> FRAGMENTO DEL DOCUMENTO
========================================================================

Cada 6 de diciembre, día en el que se conmemora el referéndum de aprobación de la vigente Constitución Española, – y, con mayor intensidad, en los últimos años de los cuarenta que lleva vigente-, políticos, periodistas y constitucionalistas (oficiales o sedicentes), se esfuerzan en hacer ver al resto de los españoles que hay varias cuestiones de calado en esta Carta Magna que deben cambiarse.
No me imagino un debate similar en Estados Unidos, en donde desde 1787 mantienen, si bien con diversas enmiendas, el texto básico. Claro que allí dicen confiar en Dios (in God we trust, reza el lema adoptado por el Congreso en 1956), lo que no impide que, por si acaso, la realidad actual haya puesto en primera línea un lema más práctico: America first, con el que se dejan muy claras las intenciones prioritarias, sin que sea necesario advertir, para incautos que quieran interpretar el apelativo America de forma correcta, que los únicos americanos que importan para los estadounidenses del norte son ellos.

========================================================================

> MATERIAL SIN PROCESAR
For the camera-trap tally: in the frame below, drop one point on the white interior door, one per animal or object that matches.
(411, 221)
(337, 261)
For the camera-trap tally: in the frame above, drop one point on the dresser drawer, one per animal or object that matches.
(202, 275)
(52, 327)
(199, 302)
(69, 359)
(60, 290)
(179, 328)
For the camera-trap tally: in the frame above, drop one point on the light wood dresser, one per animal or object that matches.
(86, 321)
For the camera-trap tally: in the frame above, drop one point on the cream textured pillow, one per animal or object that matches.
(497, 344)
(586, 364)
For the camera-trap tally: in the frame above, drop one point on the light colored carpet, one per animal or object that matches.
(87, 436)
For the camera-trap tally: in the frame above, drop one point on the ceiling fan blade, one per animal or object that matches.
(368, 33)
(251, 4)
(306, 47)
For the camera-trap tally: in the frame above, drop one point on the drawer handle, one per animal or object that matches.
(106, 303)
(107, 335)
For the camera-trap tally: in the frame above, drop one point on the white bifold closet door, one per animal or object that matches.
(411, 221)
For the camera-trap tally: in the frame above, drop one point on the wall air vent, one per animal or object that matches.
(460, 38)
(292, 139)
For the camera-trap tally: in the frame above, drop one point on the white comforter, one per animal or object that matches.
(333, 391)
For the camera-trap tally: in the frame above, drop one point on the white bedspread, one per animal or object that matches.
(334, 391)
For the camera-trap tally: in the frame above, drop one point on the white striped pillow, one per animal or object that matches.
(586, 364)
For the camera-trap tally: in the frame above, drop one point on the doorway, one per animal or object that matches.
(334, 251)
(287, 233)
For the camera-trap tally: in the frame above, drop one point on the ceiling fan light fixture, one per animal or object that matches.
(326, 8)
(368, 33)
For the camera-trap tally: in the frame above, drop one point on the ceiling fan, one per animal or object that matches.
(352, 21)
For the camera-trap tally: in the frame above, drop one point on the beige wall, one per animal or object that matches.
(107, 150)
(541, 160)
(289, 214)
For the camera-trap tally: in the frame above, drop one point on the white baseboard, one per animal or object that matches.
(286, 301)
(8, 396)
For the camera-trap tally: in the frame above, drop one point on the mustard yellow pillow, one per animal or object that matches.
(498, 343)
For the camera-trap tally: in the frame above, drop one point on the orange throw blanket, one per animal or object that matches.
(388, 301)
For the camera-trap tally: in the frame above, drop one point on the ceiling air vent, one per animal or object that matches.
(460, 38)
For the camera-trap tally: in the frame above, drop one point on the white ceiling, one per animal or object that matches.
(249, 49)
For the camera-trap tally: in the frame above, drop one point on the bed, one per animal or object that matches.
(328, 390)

========================================================================

> TAREAS PENDIENTES
A – Reescribe de forma más breve el párrafo del texto sobre la Constitución Española que empieza con «Cada 6 de diciembre», conservando sus datos principales.
B – Según el texto sobre la Constitución Española, ¿en qué año adoptó el Congreso de Estados Unidos el lema «in God we trust»?
C – Retoma el texto sobre la Constitución Española y continúalo a partir de su última oración.

> RESPUESTAS
A – Cada 6 de diciembre se conmemora el referéndum que aprobó la vigente Constitución Española. Ese día, políticos, periodistas y constitucionalistas insisten ante el resto de los españoles en que varias cuestiones de calado de la Carta Magna deben cambiarse. Lo hacen con mayor intensidad en los últimos años de sus cuarenta de vigencia.

B – El Congreso adoptó ese lema en 1956.

C –
Si lo comparamos con nuestro panorama, no resulta el inmenso país multitestatal del otro lado del Atlántico ejemplo de solidaridad para nosotros, ni tampoco para la Unión Europea: ni social o ambiental, ni económica, tanto en lo interior como en el exterior. En lo que a nosotros estrictamente respecta, debemos admitir que la pertenencia a la Unión Europea (antes Comunidad Económica Europea) nos ha servido como impulso sustancial para alcanzar el estado de bienestar del que hemos disfrutado hasta ahora, ayudándonos a olvidar rápidamente una dictadura que trató durante cuarenta años de hacernos uniformes.
Como fiel aplicación de una de las leyes de Parkinson, la existencia en España de un par de centenares de constitucionalistas de profesión (catedráticos y profesores titulares), ha dado por resultado académico que la Constitución Española sea analizada, por arriba y por abajo, letra a letra, capítulo a capítulo, y que, de resultas de tanto manoseo, haya propuestas al gusto de cada facción política.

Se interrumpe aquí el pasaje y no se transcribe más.